WRITTEN INSTRUCTION:
Find every line in the entries below that contains the string "castle" and copy each such line in full.
BEGIN RECORDS PROVIDED
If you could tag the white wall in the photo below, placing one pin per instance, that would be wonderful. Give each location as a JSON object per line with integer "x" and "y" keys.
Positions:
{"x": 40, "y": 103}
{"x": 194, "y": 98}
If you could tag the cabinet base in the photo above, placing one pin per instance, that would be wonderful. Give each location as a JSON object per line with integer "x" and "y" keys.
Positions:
END RECORDS PROVIDED
BEGIN RECORDS PROVIDED
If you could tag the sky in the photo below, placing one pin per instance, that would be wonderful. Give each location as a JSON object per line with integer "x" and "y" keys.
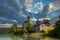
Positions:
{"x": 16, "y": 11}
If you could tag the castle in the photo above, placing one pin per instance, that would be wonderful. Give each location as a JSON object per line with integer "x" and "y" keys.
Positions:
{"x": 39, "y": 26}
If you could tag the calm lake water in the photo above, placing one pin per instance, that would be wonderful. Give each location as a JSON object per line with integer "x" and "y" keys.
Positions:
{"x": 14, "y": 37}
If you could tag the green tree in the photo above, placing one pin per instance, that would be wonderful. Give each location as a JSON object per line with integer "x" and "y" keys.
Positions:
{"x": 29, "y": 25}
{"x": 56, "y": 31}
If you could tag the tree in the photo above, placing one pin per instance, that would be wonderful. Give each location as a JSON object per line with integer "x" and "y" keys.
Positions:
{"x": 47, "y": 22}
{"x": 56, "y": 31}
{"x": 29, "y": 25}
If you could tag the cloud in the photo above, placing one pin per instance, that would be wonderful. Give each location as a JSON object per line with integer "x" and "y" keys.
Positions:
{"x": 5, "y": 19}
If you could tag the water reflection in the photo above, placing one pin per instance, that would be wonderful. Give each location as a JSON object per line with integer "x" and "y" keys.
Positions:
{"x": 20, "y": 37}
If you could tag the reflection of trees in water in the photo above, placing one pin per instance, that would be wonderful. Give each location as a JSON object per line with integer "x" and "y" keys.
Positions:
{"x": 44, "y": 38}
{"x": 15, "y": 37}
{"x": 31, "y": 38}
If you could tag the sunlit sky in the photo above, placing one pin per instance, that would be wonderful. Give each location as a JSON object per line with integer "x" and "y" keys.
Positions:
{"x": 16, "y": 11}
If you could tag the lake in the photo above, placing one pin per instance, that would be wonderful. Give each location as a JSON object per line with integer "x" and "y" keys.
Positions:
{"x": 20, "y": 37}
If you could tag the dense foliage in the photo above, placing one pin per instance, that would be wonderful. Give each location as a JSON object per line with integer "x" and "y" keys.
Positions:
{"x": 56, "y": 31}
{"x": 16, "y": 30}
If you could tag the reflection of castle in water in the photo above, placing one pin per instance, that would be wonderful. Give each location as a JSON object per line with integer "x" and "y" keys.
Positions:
END RECORDS PROVIDED
SOLVED EXERCISE:
If you could tag the castle in the photo above, placing one pin per instance, that would be wonderful. Give each location as a JSON object per line with integer "x" and "y" keys.
If you could tag the reflection of castle in water in the photo above, placing one pin per instance, that would be wonderful. Give each location as a JSON object per line with integer "x" and "y" keys.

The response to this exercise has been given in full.